| What this task involves |
Search the entries for the word "below" and return every line where it is found.

[Stored dataset items]
--------
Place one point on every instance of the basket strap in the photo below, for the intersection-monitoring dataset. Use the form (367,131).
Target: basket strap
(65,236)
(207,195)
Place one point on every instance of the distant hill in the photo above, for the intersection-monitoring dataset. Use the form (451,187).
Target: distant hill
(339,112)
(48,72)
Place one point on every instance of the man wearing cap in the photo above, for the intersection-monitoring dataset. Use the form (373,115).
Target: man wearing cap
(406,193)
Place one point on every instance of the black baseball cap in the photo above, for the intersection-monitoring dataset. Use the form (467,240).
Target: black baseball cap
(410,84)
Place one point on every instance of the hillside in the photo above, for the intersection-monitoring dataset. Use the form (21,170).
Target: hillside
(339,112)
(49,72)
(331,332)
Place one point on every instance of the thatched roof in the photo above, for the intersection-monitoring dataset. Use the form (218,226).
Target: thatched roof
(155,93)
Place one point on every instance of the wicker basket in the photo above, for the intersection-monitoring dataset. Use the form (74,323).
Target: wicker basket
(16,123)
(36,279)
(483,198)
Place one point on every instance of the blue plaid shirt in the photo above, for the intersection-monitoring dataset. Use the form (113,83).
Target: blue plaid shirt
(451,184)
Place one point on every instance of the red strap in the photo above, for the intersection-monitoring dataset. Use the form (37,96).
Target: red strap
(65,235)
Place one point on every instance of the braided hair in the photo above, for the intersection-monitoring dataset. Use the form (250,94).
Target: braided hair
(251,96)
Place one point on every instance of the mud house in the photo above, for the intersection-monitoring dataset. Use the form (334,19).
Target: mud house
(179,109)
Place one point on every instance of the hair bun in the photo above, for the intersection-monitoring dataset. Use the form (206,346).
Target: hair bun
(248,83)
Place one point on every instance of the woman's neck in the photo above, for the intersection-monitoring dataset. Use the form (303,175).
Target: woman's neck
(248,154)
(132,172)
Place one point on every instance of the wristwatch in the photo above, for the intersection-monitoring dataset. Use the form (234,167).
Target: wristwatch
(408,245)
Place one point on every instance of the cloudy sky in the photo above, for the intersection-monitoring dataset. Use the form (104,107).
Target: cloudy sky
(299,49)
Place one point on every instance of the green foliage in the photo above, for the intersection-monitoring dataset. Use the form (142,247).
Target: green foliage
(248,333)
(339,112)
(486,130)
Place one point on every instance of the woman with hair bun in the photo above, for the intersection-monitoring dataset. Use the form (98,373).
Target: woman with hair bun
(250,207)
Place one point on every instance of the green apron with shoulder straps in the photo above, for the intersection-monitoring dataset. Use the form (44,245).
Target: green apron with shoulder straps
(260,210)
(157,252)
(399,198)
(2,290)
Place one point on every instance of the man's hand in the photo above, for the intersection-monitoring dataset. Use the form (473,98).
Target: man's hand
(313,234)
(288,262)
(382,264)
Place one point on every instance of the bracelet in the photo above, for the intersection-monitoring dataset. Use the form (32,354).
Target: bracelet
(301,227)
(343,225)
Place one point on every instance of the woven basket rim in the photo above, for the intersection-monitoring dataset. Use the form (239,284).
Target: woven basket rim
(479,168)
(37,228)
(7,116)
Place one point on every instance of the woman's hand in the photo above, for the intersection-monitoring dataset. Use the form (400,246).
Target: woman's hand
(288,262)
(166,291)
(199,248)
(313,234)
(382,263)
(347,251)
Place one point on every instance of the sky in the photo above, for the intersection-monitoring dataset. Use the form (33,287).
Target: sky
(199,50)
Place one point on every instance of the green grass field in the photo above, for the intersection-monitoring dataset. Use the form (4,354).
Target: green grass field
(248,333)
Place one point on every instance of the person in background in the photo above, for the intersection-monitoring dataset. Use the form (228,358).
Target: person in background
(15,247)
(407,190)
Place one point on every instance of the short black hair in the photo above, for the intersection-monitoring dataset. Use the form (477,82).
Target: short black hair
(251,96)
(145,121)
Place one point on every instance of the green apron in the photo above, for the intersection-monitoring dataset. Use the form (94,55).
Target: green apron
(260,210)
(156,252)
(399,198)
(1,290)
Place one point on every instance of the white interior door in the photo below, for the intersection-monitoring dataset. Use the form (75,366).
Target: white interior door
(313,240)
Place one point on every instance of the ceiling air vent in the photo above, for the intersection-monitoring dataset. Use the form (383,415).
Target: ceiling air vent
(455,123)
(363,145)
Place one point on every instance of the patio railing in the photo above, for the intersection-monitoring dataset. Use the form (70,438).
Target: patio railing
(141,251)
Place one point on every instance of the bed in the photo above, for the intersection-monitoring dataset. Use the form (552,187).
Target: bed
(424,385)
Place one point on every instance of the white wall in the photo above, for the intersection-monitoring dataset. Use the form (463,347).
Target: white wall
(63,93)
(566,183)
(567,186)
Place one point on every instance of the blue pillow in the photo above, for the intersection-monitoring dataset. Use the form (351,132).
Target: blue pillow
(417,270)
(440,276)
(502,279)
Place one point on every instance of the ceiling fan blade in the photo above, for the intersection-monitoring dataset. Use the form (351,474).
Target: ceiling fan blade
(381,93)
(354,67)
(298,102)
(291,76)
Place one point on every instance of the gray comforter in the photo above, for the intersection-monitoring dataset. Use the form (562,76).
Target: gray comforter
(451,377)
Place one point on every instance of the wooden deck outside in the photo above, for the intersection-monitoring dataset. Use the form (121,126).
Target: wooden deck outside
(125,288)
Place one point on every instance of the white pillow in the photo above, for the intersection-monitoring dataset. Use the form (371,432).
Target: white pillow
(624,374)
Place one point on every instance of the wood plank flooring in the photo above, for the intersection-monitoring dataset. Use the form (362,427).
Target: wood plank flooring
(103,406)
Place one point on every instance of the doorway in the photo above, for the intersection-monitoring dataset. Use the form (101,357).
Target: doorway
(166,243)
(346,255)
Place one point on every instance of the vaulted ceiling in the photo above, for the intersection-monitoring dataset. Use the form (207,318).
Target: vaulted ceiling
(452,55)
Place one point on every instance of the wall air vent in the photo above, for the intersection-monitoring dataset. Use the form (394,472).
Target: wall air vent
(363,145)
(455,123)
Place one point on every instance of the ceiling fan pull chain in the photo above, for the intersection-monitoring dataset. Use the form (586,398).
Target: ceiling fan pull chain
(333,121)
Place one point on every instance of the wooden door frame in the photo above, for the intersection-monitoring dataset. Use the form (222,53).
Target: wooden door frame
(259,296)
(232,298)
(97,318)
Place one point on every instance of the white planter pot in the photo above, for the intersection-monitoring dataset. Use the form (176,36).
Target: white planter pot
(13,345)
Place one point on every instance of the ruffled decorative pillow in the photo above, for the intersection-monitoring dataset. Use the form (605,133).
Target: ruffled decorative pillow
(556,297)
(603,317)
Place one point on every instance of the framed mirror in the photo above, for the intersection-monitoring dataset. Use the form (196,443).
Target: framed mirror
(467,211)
--------
| Your solution |
Place one point on every instance of the basket strap in the photo below, for the intersection-monitoring dataset. Use the form (367,131).
Place one point on every instance of the white interior door in the photo below, for the intersection-monitoring dataset. Use the form (75,366).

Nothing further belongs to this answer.